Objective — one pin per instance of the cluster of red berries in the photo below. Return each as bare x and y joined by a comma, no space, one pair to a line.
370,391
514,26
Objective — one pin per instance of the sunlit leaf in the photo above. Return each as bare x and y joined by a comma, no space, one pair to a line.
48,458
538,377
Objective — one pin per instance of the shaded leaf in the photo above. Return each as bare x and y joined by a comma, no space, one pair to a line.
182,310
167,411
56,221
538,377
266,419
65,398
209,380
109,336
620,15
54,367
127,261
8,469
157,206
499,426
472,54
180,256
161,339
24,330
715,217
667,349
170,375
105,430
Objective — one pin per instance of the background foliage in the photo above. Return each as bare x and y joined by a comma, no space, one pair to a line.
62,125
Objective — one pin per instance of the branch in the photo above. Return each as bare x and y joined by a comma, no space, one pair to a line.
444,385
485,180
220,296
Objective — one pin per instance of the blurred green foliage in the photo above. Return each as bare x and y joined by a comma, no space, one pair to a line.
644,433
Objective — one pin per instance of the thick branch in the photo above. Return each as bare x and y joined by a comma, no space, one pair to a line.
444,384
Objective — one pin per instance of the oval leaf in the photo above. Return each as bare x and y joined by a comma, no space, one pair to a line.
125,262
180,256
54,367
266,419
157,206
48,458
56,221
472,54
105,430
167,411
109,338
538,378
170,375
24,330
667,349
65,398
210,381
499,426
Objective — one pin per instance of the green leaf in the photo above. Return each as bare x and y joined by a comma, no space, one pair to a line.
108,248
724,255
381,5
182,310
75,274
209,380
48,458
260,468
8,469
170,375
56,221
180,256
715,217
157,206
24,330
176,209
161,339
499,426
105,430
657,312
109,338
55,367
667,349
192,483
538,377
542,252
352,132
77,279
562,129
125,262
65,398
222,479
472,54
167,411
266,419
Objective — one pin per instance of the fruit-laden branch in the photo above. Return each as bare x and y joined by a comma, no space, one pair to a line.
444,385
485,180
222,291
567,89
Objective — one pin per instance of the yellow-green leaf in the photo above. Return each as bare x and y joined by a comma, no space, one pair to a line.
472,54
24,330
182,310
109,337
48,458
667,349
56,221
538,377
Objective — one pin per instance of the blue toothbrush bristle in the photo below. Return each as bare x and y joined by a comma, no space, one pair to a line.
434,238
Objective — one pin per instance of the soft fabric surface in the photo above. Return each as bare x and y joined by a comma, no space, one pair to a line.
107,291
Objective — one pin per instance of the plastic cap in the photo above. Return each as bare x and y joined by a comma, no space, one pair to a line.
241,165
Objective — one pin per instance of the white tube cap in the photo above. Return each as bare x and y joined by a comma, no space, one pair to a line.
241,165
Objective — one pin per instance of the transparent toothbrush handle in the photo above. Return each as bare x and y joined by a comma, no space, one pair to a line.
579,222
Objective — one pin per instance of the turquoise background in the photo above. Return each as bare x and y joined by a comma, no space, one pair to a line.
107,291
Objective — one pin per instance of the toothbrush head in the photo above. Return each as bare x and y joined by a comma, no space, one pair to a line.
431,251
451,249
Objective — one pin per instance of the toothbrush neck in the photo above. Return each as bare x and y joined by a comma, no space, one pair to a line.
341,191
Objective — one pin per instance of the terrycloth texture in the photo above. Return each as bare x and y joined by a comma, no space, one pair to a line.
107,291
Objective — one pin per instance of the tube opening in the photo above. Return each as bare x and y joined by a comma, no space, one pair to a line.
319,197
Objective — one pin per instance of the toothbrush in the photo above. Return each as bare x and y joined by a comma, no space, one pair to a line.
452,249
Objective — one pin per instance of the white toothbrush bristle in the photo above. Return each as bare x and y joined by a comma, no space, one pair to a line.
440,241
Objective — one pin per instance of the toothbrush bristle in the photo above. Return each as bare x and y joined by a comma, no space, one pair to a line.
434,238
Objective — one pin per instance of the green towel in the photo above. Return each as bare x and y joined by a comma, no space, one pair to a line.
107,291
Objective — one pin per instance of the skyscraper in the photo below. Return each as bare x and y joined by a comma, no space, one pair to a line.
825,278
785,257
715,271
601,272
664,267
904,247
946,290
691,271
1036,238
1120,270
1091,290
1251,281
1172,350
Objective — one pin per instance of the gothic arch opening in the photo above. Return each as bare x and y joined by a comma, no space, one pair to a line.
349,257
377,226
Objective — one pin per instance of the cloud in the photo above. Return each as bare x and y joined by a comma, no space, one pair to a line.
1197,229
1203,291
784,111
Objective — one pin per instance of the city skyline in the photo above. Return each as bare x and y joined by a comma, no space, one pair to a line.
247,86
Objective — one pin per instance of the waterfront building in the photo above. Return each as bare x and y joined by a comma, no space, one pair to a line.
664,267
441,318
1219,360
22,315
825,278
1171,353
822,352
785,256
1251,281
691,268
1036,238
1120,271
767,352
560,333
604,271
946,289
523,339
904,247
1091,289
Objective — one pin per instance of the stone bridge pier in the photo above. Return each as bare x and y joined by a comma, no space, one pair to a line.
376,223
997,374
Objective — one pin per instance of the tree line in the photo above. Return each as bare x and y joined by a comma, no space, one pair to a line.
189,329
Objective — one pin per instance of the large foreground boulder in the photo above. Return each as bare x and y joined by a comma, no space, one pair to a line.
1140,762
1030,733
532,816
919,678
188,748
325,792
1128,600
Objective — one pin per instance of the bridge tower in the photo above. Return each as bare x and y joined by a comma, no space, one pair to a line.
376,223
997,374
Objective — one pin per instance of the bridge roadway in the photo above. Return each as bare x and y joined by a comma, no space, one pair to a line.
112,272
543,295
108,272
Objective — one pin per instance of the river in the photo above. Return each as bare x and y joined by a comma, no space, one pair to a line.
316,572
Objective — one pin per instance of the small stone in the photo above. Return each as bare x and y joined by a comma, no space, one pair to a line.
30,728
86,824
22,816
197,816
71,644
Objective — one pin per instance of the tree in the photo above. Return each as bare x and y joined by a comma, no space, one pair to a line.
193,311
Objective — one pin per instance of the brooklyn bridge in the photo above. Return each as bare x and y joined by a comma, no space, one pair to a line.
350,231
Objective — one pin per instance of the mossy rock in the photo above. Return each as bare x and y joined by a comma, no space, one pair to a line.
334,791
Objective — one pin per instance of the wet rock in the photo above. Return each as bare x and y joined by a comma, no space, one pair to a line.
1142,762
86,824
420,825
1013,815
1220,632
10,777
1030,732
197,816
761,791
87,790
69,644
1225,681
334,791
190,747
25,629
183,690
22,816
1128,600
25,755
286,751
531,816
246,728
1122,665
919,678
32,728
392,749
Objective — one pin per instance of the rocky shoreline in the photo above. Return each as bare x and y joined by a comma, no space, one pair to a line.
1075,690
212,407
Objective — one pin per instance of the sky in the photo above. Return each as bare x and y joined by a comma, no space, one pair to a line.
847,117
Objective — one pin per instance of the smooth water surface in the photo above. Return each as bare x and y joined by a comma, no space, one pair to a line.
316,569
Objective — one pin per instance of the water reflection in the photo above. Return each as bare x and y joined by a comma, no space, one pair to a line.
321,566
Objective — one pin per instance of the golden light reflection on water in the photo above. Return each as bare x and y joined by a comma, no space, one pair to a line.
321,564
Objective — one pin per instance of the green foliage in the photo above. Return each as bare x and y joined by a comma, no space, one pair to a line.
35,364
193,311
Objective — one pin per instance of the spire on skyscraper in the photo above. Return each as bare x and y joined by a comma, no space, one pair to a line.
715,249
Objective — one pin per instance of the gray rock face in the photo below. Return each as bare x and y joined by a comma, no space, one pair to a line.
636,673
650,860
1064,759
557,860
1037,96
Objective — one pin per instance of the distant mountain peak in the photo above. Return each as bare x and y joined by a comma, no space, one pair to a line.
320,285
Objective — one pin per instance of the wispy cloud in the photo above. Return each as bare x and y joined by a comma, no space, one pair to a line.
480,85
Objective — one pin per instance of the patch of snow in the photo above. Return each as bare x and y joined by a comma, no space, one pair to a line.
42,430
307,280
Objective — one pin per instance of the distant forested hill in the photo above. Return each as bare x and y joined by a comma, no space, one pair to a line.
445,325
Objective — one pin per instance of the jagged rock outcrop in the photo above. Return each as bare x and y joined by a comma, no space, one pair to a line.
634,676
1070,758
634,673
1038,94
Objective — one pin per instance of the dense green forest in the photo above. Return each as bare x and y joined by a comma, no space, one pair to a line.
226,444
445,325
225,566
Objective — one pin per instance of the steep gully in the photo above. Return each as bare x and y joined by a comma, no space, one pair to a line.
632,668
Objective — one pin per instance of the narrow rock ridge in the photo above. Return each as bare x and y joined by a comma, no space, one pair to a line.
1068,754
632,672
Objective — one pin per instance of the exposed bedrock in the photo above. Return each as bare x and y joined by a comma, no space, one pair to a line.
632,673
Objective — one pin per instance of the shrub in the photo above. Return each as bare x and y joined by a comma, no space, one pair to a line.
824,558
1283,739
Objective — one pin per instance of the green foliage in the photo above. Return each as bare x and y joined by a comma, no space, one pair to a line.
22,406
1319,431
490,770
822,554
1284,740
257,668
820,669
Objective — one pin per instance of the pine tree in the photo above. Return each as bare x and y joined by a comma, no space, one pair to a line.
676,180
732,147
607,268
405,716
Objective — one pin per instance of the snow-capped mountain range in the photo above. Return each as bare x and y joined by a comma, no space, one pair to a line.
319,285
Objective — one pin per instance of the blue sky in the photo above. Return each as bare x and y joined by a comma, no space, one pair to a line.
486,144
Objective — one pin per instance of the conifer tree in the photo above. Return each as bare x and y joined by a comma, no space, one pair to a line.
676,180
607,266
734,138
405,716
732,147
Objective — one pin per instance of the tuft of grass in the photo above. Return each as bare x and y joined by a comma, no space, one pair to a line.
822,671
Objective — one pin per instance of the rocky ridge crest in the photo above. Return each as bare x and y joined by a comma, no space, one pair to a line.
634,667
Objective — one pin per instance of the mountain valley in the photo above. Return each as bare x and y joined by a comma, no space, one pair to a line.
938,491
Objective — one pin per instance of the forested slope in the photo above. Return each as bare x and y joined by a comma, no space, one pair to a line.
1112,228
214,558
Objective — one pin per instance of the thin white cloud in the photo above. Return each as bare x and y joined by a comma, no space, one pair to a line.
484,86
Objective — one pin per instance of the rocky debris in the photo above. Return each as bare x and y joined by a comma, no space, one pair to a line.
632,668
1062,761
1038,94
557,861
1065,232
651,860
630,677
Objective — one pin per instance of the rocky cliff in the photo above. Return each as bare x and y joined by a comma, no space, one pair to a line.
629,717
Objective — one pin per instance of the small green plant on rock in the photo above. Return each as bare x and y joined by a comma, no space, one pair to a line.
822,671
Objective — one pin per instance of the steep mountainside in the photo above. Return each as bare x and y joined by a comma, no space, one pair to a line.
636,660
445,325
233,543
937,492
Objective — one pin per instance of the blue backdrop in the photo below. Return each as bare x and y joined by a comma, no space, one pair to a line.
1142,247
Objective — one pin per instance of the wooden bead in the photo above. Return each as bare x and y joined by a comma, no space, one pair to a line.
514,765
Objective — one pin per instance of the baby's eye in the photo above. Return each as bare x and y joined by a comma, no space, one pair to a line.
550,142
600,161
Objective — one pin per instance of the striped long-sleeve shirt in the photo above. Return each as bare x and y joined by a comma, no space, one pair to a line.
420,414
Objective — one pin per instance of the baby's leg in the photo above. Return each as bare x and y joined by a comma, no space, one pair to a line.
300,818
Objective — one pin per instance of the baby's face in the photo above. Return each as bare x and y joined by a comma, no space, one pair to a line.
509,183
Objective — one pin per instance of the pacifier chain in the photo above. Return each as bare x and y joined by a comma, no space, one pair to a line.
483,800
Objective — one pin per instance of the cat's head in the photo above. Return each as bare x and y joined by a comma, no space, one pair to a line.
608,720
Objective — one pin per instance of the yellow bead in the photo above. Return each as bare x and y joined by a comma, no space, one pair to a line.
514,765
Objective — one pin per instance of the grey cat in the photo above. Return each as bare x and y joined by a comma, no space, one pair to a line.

----

**EXERCISE INSTRUCTIONS**
With the line containing "Objective — one pin per instance of the baby's face" as the first and the last line of the records as the final one, print exactly the lines in that span.

**RESULT OF THE EXERCISE**
Objective — one pin per instance of the baby's face in the photo above. Return each as bare x and y joined by a comma, no space, one pair to a line.
509,183
Objective — one pin per instance of the pacifier chain in the photo above. Return each as bare x and y joined by a comma, no space, one pair to a line.
483,800
Objective — one pin per instance of the cat's head in the photo above. Return each as bare x and y joined by a comma, no space, one pair to a line.
608,720
Objective — one pin per instance of the yellow bead in the photo above. Return each as bare x and y joined by a comma, no space, one pair to a line.
514,765
Objective — one pin per instance of the grey cat in the photo above. Return each as bare x and y joined by a comma, no space, one pair to a line.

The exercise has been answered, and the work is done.